Exercise description:
Please locate every line in the listing below that contains the word "leaf", and copy each of those lines. Case counts.
-- BEGIN Raw data --
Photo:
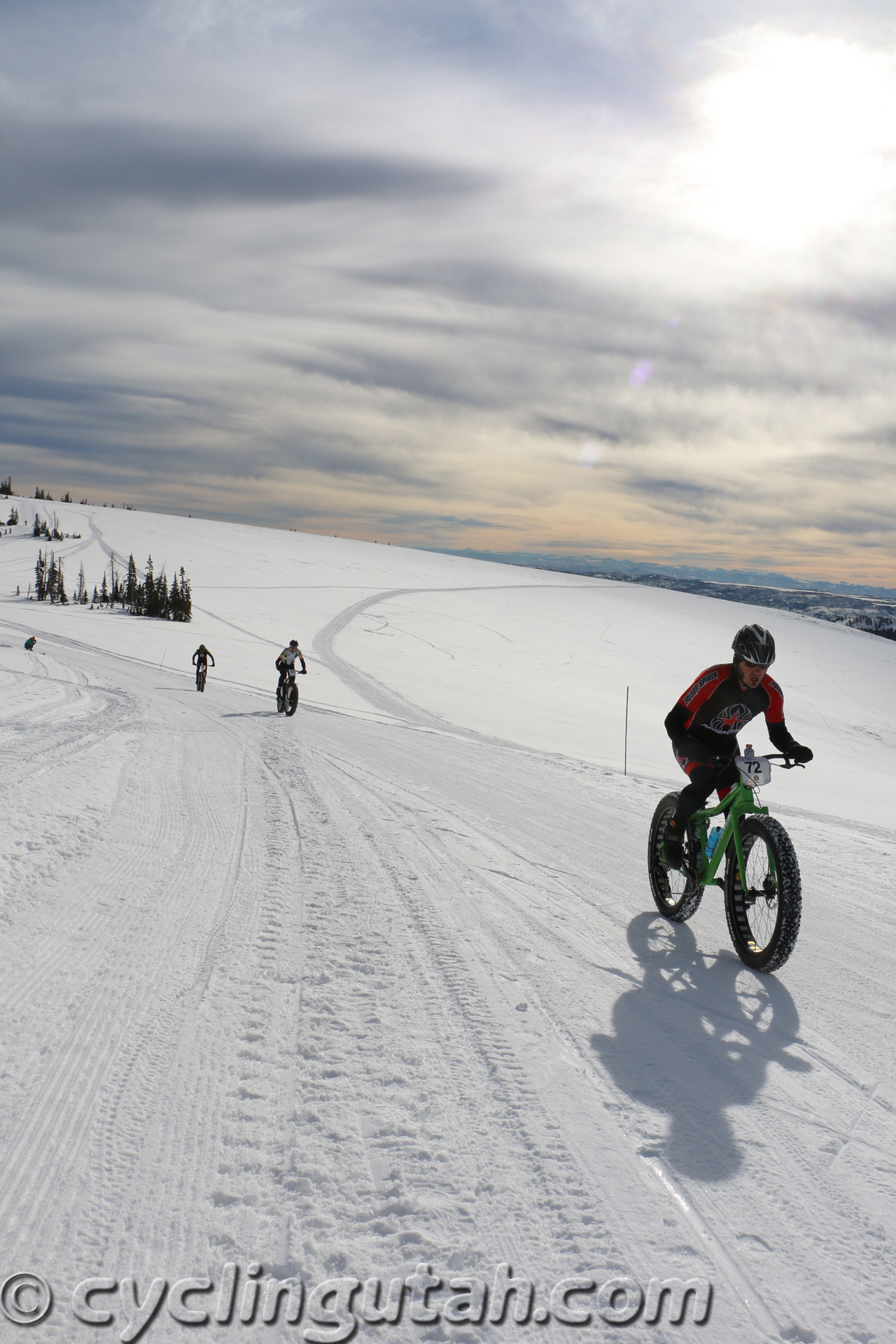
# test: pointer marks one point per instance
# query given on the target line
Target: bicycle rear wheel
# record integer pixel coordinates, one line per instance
-- END Raw data --
-- BEGIN Raw data --
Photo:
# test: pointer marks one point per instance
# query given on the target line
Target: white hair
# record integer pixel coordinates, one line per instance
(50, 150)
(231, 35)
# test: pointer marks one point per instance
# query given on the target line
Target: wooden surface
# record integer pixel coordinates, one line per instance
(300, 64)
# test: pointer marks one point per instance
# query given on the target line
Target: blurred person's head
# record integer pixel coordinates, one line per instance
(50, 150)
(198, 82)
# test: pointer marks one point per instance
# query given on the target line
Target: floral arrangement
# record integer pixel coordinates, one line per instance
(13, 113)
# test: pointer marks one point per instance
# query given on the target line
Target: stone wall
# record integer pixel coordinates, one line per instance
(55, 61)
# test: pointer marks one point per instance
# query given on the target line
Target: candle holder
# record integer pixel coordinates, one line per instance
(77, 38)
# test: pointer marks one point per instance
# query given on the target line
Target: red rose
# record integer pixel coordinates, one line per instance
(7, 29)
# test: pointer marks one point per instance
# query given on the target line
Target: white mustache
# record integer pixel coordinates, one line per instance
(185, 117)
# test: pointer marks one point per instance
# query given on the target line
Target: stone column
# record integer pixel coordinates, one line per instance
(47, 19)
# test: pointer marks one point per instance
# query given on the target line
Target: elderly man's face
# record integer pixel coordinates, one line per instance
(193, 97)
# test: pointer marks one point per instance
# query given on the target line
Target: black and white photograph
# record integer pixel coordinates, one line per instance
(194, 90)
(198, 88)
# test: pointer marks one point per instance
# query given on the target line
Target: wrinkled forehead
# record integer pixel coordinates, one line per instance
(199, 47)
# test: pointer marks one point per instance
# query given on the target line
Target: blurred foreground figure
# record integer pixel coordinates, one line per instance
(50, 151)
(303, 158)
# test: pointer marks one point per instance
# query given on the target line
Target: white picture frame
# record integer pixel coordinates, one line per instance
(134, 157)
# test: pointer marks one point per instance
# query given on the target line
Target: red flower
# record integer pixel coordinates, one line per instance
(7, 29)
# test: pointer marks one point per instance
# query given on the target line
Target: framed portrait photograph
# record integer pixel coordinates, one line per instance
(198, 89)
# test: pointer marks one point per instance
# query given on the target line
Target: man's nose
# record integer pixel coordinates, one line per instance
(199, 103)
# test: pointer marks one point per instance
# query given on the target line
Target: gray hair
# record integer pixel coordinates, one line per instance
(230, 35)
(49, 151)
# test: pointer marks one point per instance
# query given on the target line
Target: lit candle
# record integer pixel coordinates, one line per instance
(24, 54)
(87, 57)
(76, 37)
-- END Raw data --
-- BEGIN Raw data --
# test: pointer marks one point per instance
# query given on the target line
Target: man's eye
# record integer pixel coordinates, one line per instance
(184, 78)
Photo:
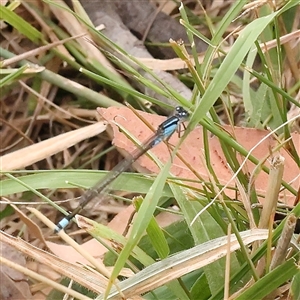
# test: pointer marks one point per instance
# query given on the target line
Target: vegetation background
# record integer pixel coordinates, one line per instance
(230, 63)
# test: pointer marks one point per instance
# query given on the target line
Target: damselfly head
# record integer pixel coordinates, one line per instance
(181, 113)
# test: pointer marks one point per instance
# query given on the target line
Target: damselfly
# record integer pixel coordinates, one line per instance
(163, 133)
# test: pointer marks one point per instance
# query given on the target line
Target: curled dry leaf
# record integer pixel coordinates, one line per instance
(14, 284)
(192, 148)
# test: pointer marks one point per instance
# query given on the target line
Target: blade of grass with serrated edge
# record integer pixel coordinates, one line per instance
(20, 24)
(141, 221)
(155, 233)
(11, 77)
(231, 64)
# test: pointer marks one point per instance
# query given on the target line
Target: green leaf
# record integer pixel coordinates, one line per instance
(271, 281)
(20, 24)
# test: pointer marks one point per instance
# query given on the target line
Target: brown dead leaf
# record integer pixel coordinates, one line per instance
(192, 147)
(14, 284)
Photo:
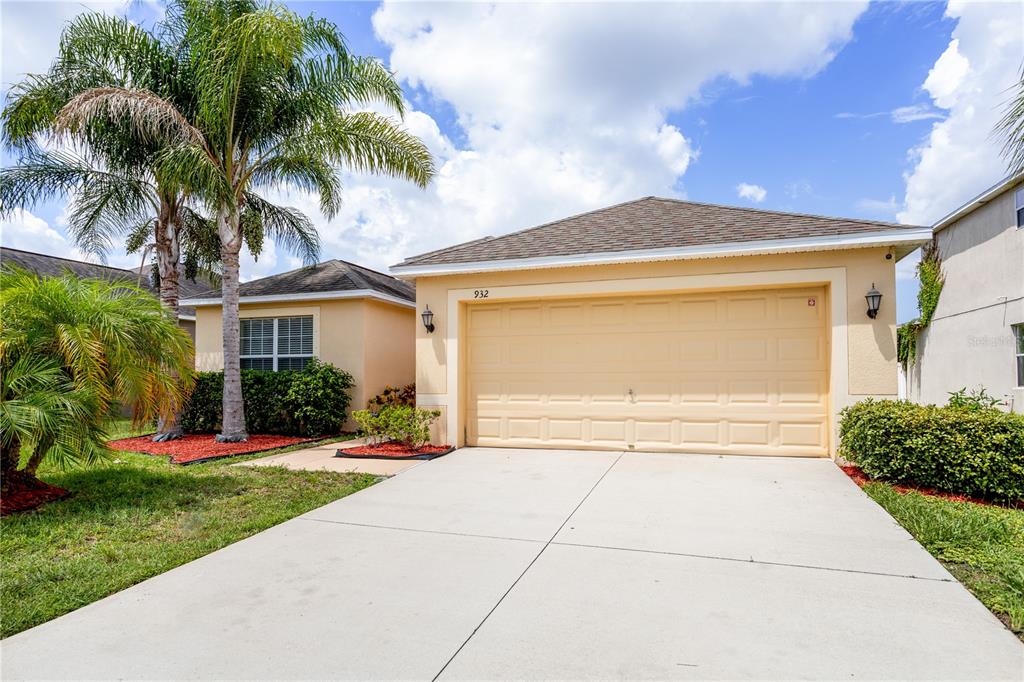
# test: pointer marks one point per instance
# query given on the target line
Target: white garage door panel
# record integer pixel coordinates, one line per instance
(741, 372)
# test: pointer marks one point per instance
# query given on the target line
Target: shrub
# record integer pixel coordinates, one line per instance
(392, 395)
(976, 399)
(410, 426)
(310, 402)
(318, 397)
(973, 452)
-- END Raw data --
Solved exercise:
Target: curled dry leaf
Target: green leaf
Target: brown dead leaf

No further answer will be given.